*ASSIGNED TASK*. Could you retype every entry below exactly as written?

[[ TASK MATERIAL open ]]

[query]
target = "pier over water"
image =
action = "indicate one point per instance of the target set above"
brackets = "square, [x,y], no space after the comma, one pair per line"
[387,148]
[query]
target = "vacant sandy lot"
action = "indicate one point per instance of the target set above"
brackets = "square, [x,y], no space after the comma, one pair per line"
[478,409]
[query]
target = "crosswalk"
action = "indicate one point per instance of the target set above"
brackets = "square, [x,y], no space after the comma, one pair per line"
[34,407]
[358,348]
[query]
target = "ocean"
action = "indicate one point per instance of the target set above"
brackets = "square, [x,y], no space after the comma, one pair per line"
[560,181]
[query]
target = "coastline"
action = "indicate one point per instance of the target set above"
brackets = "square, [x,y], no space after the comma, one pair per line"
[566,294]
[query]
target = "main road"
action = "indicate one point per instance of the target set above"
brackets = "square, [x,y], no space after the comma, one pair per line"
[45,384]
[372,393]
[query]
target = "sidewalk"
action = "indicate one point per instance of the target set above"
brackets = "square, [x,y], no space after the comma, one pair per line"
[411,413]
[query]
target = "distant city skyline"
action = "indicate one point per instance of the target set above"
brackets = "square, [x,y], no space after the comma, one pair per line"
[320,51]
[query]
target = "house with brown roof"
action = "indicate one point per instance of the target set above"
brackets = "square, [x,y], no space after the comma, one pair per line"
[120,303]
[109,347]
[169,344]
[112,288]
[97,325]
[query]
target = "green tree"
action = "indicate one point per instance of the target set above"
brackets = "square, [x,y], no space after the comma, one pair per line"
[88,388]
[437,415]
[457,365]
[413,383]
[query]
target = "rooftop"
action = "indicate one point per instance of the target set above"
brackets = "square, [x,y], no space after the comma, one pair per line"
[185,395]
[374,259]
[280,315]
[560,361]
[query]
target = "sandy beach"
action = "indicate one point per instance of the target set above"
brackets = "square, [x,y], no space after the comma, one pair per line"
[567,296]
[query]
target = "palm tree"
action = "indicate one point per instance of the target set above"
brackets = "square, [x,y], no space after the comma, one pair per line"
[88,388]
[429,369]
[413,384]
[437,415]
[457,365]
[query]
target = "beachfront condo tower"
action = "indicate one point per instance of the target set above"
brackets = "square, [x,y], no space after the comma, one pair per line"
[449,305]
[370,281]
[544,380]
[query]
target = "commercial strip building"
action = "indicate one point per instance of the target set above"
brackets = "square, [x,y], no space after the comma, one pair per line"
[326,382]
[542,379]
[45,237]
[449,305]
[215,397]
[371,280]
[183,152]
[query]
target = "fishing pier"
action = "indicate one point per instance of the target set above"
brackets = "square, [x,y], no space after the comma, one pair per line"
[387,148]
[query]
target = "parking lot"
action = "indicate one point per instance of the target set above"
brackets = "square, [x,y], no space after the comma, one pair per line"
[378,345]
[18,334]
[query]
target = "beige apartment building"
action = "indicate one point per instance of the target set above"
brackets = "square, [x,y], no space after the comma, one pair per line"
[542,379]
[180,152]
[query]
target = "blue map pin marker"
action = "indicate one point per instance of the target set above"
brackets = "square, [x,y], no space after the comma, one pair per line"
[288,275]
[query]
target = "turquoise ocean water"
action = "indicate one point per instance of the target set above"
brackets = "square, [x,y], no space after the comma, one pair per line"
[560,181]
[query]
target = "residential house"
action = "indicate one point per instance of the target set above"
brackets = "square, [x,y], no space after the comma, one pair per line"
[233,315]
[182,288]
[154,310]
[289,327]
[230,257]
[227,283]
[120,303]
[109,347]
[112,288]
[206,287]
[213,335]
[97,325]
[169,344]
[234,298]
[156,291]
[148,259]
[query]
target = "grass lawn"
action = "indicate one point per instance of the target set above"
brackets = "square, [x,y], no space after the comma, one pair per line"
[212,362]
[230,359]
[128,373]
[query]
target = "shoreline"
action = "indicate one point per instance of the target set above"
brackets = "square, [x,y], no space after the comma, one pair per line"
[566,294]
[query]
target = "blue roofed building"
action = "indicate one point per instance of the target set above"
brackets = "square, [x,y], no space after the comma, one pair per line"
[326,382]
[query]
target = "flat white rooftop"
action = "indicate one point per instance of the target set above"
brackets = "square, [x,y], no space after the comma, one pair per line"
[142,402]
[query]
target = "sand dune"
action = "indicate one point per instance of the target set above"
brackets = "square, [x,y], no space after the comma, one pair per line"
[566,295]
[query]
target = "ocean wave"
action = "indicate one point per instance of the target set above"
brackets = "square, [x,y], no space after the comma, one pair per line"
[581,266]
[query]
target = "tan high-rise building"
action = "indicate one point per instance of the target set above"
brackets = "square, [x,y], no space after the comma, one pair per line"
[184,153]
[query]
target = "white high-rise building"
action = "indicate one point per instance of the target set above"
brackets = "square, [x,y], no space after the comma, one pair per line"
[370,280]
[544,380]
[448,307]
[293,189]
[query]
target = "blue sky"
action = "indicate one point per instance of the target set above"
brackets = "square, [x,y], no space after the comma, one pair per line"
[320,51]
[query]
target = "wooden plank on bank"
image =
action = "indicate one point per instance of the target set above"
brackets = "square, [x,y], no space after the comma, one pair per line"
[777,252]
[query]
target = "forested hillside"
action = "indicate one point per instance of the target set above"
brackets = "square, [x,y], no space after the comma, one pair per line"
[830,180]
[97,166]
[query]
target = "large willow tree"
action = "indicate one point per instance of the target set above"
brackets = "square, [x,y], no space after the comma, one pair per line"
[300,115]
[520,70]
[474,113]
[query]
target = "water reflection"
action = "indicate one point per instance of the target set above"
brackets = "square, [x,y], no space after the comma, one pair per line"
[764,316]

[[ TASK MATERIAL closed ]]

*RESPONSE TO THIS EXERCISE*.
[query]
target = "pier over water"
image =
action = "indicate one point per instance of the target set above"
brackets = "square, [x,y], no space after the comma, one pair per line"
[387,148]
[query]
target = "vacant sandy lot"
action = "indicate one point per instance of the target set above"
brackets = "square, [x,y], no space after the comma, one pair per line"
[478,409]
[query]
target = "crosswalk"
action = "indicate one point per instance of the target set above"
brackets = "square, [x,y], no space after the comma, one pair per line"
[34,407]
[358,348]
[query]
target = "ocean"
action = "indicate one point per instance of the target set above"
brackets = "square, [x,y], no space after the comma, one pair per line"
[560,181]
[query]
target = "coastline"
action = "indicate one point per instance of the target set above"
brackets = "square, [x,y], no space after the comma, one pair per line"
[566,294]
[query]
target = "main road"
action = "indicate one point per instance of the target set above"
brackets = "square, [x,y], no space after the comma, one pair per line"
[45,384]
[372,393]
[query]
target = "sidewalk"
action = "indicate one point per instance of the target set above"
brackets = "square, [x,y], no space after the comma, one pair per line"
[411,413]
[query]
target = "distant city skyline"
action = "indicate one point per instance of the target set above"
brackets = "square, [x,y], no space after the comma, one pair per line"
[320,51]
[query]
target = "house with brown roof"
action = "indicate one point per instance of the target set above"
brackets = "square, [x,y], no space after the comma, one pair per line"
[120,303]
[109,347]
[169,344]
[112,288]
[97,325]
[query]
target = "green tree"
action = "indicate one point per instance of the target set above"
brackets = "square, [x,y], no space after the comma, one pair per line"
[88,388]
[437,415]
[457,365]
[413,383]
[query]
target = "rooftop"
action = "indicate one point per instance of the target set above"
brackets = "square, [x,y], no space after the comma, one pair per line"
[185,395]
[374,259]
[280,315]
[560,361]
[query]
target = "sandy beach"
action = "indicate one point per instance of the target set above"
brackets = "square, [x,y], no space after the comma, one pair per line"
[567,296]
[query]
target = "palm tree"
action = "indicate one point per instance of the target set above"
brackets = "square, [x,y], no space after the comma, one pair per line"
[88,388]
[429,369]
[413,384]
[437,415]
[457,365]
[query]
target = "beachfront condo tower"
action = "indicate one point per instance of the target set above"
brackets = "square, [x,y], no space after the comma, one pair per line"
[449,305]
[370,281]
[544,380]
[query]
target = "commercial strip building"
action = "indicate one point per instance of the target set above"
brackets = "square, [x,y], no space after the comma, one pair per line"
[326,382]
[542,379]
[45,237]
[449,305]
[215,397]
[371,280]
[183,152]
[query]
target = "fishing pier"
action = "indicate one point per instance of the target set above"
brackets = "square, [x,y], no space after the comma, one pair per line"
[387,148]
[query]
target = "parking lot"
action = "indicate one point per instance of the target set above"
brackets = "square, [x,y], no space after the comma, one pair per line"
[378,345]
[18,334]
[query]
target = "beige apartment building"
action = "indicate one point per instance of the target set above"
brackets = "square, [x,y], no space after the comma, one pair per line"
[542,379]
[180,152]
[query]
target = "blue map pin marker"
action = "indicate one point per instance of the target set above"
brackets = "square, [x,y], no space after the comma, one pair per line"
[288,275]
[query]
target = "turquoise ocean water"
action = "indicate one point per instance of the target set above"
brackets = "square, [x,y], no space after the comma, one pair per line"
[560,181]
[query]
target = "residential house"
action = "indicate one point per instance of the target set above"
brackets = "square, [x,y], no space after the comma, one pair per line"
[233,315]
[182,288]
[154,310]
[289,327]
[230,257]
[227,283]
[120,303]
[109,347]
[112,288]
[206,287]
[213,335]
[97,325]
[169,344]
[234,298]
[156,291]
[148,259]
[query]
target = "grass lawn"
action = "indicate one point per instance of the target set above"
brackets = "square, [x,y], no space after the comma, one pair per line"
[212,362]
[230,359]
[128,373]
[query]
target = "shoreline"
action = "indicate one point per instance of the target set above"
brackets = "square, [x,y], no space after the comma, one pair per line"
[566,294]
[query]
target = "blue roofed building"
action = "indicate one point per instance of the target set above"
brackets = "square, [x,y], no space after the comma, one pair per line"
[326,382]
[query]
target = "flat white rooftop"
action = "indicate one point per instance of the target set above"
brackets = "square, [x,y], no space after the comma, one pair per line"
[142,402]
[query]
target = "sand dune"
action = "indicate one point per instance of the target set above"
brackets = "square, [x,y], no space after the comma, one pair per line"
[566,295]
[query]
target = "ocean wave"
action = "indicate one point per instance of the target set above"
brackets = "square, [x,y], no space after the comma, one pair per line"
[581,266]
[query]
target = "tan high-rise building"
action = "indicate one point per instance of the target set above"
brackets = "square, [x,y], no space after the comma, one pair per line"
[184,153]
[query]
target = "white high-rise building"
action = "indicate one point per instance of the target set above"
brackets = "square, [x,y], no space after the comma, one pair per line"
[370,280]
[544,380]
[448,307]
[293,189]
[query]
target = "blue sky"
action = "indicate one point per instance of the target set above"
brackets = "square, [x,y], no space after the comma, one pair per line"
[320,51]
[query]
target = "wooden plank on bank"
image =
action = "indicate one point per instance of the target set above"
brackets = "square, [x,y], no space after the comma, one pair per line"
[777,252]
[query]
target = "forested hillside"
action = "indicate one point per instance of the target set above"
brackets = "square, [x,y], no space after the comma, one pair per line"
[830,180]
[97,166]
[query]
target = "large willow tree"
action = "indicate one point per instance of the target set above"
brackets = "square, [x,y], no space after the comma, one pair per line"
[300,115]
[520,70]
[474,113]
[query]
target = "water reflection"
action = "indicate one point per instance of the target set above"
brackets = "square, [x,y], no space after the comma, one pair per line"
[764,316]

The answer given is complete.